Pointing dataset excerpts
>> begin
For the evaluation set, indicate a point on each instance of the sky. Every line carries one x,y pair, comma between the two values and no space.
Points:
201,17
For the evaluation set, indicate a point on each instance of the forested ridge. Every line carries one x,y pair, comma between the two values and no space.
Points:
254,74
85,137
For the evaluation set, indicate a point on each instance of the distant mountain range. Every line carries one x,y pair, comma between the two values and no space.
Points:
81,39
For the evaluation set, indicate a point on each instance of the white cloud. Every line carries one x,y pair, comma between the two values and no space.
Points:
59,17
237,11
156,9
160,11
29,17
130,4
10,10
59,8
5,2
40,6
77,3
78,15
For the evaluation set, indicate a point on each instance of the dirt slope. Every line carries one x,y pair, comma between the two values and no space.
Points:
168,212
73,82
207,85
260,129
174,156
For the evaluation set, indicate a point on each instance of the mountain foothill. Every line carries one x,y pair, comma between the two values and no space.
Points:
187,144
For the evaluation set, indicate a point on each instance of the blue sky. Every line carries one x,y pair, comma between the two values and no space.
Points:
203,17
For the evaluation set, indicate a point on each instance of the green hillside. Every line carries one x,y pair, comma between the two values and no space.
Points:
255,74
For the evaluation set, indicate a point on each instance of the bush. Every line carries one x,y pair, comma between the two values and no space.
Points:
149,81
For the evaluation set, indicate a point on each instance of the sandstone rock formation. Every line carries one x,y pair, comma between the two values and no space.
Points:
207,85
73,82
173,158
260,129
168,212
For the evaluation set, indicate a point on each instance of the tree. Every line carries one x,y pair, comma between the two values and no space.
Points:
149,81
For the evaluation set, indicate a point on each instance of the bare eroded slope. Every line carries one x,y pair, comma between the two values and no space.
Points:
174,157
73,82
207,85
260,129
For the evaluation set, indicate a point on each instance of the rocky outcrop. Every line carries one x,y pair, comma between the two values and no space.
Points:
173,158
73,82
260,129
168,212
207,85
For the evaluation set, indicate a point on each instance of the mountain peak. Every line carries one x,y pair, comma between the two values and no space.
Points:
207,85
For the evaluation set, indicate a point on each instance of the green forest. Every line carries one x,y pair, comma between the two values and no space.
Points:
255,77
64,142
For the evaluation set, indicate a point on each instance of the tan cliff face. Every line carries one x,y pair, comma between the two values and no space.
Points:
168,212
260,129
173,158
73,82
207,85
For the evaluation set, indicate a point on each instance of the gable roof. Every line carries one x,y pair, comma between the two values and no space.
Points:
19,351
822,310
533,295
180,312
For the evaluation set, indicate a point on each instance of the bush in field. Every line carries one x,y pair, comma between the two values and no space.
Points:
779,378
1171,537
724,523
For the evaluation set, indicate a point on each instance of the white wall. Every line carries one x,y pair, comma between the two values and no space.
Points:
>> end
• Exercise instructions
Switch "rocky outcrop" to "rock outcrop" in the items from the line with "of the tree." through the end of the items, changing nothing else.

• Answer for this exercise
For the evaluation set, indicate a point on each instance of the tree. Every line carries one x,y pair, comma between the two values and no space.
Points:
149,81
For the evaluation set, indicate a point on each instance of the bare eroded slope. Every line carries one x,y pair, comma between the two values and no space.
Points:
174,157
73,82
207,85
260,129
For the evaluation set, indicate a point on each instance of the rock outcrop. Every line carries one x,y pair, comma between the two values and no space.
Points:
173,158
73,82
260,129
168,212
207,85
For the evaluation set, indicate a point on each instance of the mountain peak. Every line carries one x,y pair, comma between the two values and no space.
Points:
207,85
For the evaluation set, indicate a point on each instance of the green forest. Every line carries one x,y pair, comma between the two values and no space.
Points:
255,77
64,142
For the evaluation set, indicate a point on each instance of the tan cliff face. Every line carries one x,y pair, comma between the two values and no space.
Points:
168,212
260,129
173,158
73,82
207,85
For the evaluation set, indicate a point on each instance of the gable roof. Every line carries one x,y pair, comma between the two values and no space.
Points:
19,351
822,310
533,295
180,312
For the evaluation set, indicate a point on each instance of the bush in field. Every line carries one x,y pair, comma between the two values and no space.
Points:
779,378
1171,537
724,523
For the evaluation set, indicate a point on each instance of the white wall. Every line carries one x,y pair, comma between the two values and no space.
Points:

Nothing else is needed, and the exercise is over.